Quoted text —
# Vending Machine Business



## KaeJS (Sep 28, 2010)

What do you guys think of owning a vending machine?

It looks like it takes (realistically) one year to break even.

Assume you spend $1,500 and can earn $25/week. It would take 60 weeks before you actually cover your costs.

However, after those 60 weeks, you've got $100/month. Double your money in just over 2 years?

I can see how they make money. I can also see how they'd fail. Ideally, I look at it as a buy and hold investment. Your only real problem will be if your machine breaks or is vandalized.

Stupid Idea? Smart Idea? Takes a long time but definitely makes money idea?

In particular, looking at this:

http://www.vending4less.ca/page4.php?view=preview&image=37&category=0


----------



## jcgd (Oct 30, 2011)

I thought about it myself and asked a few people who used to have machines. They said the hard part is getting locations and keeping them. The location usually wants a cut and other vendors want your spot. 

If I could by an existing route I would consider it. I'm not much of a cold caller so I'd probably have a hard time securing locations.


----------



## donald (Apr 18, 2011)

Goal of the exercise —
In the vending machine thread, what did people who used to own machines say was the hard part?

Given entries —
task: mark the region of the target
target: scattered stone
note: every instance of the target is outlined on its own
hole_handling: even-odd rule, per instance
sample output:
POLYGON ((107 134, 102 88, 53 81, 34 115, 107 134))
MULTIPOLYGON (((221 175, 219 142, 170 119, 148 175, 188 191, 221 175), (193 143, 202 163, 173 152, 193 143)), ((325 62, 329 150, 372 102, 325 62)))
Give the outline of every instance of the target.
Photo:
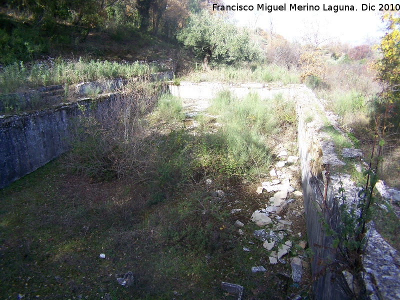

Response to this task —
Getting locations and keeping them.